start Records for this exercise

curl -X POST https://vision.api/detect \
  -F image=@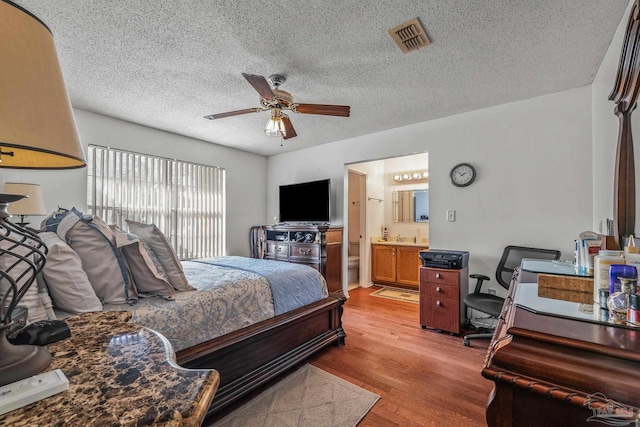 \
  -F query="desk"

end Records for this exercise
start Records for this exercise

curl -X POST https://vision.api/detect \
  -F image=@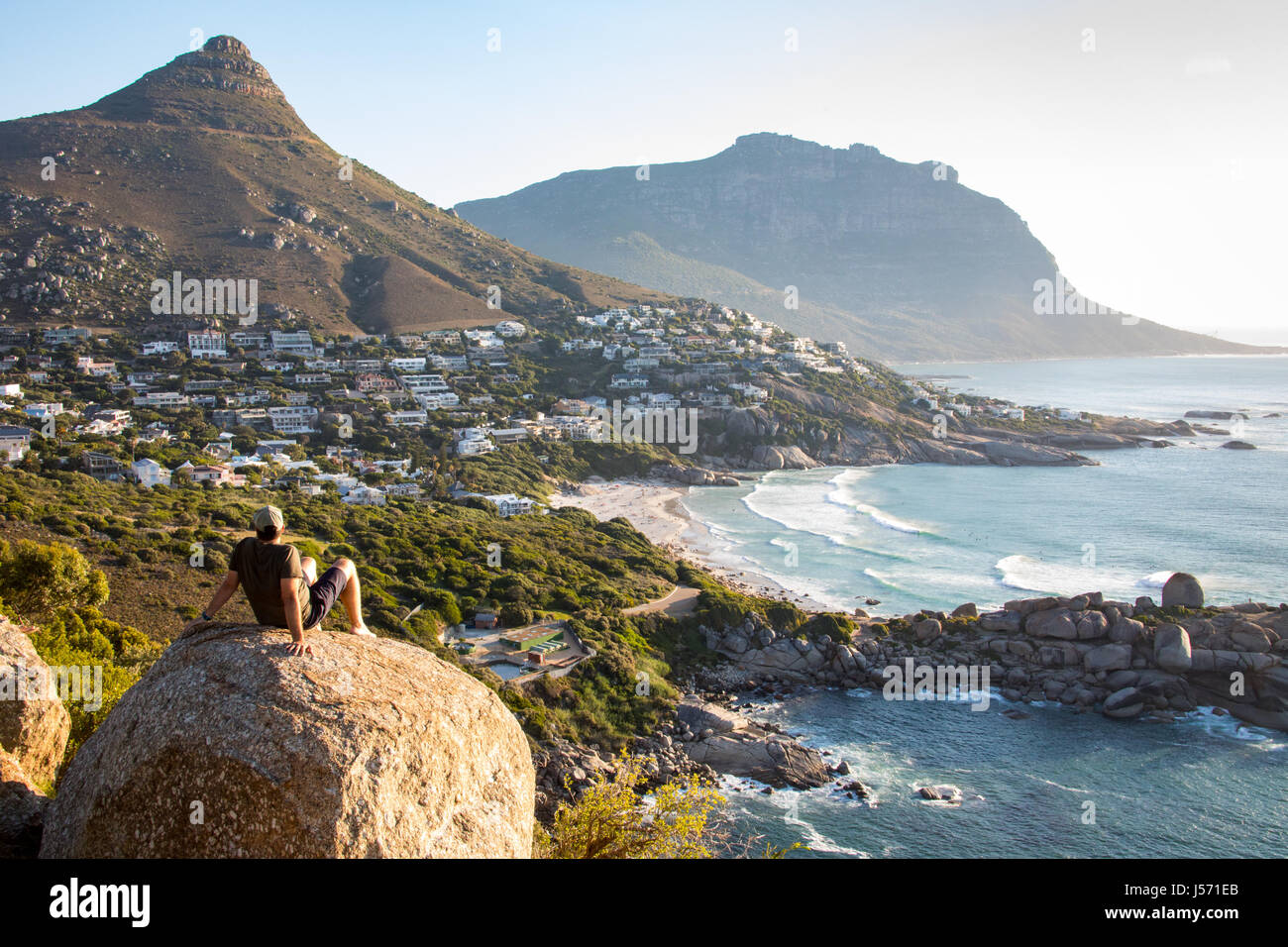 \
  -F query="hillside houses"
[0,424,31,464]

end Records for this exercise
start Records for this exercise

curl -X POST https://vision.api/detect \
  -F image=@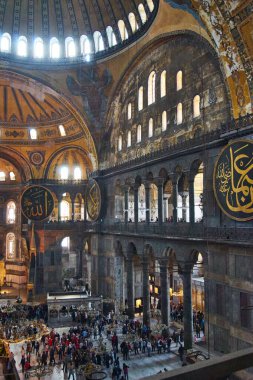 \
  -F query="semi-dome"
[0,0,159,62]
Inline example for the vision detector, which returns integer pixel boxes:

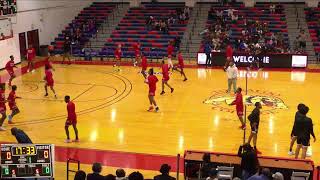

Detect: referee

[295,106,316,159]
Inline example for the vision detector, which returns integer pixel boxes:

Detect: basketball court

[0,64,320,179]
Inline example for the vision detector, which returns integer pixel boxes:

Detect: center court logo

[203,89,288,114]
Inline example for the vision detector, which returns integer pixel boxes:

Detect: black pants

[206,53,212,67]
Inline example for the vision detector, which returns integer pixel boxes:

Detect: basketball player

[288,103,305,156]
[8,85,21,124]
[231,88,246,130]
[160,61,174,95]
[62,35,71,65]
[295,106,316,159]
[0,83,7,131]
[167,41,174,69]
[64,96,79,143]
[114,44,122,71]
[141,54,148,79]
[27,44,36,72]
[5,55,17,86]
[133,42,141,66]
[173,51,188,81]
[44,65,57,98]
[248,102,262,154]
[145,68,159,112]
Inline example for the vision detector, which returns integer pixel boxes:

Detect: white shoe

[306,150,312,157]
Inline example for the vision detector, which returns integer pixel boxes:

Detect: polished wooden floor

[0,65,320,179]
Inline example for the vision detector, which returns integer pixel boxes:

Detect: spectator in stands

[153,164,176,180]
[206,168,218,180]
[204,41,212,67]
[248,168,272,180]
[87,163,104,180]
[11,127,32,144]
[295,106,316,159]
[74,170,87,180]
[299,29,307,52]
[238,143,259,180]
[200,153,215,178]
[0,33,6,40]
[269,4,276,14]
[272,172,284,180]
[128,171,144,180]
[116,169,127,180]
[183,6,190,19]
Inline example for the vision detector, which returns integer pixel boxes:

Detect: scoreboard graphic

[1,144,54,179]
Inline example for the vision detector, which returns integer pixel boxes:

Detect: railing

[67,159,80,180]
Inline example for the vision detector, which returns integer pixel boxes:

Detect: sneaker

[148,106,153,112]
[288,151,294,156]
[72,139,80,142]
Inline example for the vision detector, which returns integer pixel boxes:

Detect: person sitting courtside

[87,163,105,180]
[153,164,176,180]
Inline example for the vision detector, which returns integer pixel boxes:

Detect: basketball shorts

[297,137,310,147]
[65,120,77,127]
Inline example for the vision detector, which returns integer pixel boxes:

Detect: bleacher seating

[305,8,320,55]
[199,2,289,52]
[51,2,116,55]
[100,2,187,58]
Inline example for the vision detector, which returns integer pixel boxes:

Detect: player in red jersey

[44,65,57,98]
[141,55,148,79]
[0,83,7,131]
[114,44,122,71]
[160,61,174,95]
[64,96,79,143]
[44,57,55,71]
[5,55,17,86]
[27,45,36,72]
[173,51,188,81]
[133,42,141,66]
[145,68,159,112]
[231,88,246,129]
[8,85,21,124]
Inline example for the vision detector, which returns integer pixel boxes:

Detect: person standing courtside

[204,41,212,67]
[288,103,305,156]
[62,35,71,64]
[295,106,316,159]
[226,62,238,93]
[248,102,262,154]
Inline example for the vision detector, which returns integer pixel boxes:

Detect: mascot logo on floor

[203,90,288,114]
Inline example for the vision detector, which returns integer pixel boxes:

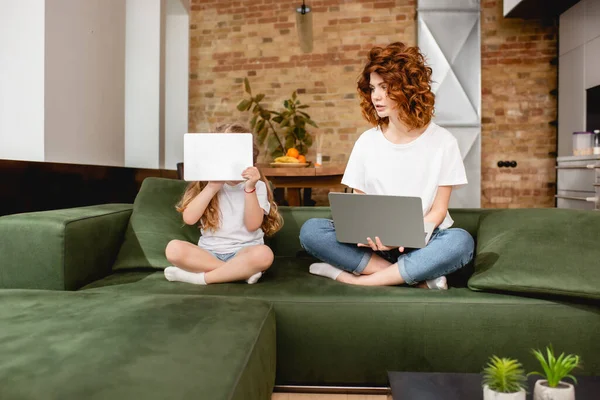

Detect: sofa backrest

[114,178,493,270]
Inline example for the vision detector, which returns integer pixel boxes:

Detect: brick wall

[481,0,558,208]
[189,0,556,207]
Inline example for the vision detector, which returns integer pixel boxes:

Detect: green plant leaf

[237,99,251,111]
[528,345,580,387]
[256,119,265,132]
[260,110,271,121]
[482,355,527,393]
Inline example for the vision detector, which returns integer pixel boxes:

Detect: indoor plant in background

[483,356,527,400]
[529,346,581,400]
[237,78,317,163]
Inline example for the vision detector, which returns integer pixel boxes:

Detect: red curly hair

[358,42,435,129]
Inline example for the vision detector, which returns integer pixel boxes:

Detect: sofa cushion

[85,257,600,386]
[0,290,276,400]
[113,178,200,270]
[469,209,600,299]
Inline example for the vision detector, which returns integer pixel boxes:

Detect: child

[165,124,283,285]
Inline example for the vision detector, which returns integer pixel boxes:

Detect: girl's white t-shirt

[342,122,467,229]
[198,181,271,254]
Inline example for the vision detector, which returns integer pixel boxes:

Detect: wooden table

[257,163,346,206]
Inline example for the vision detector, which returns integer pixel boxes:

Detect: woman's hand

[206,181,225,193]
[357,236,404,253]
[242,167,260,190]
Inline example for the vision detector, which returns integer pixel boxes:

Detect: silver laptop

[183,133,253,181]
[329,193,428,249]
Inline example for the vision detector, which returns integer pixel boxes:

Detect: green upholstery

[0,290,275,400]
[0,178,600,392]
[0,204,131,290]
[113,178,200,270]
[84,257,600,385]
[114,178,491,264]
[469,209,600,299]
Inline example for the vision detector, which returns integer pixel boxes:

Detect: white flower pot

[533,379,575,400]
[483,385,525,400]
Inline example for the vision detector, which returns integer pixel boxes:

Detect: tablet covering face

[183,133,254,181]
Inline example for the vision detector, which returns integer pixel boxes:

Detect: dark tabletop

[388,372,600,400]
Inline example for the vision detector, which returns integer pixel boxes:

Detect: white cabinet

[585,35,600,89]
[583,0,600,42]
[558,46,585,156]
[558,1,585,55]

end Records for this exercise

Written exercise —
Report every line of the records above that contains the word "courtside", copying each such line in full.

Solution to the exercise —
Detect: person sitting courtside
Detect: person standing courtside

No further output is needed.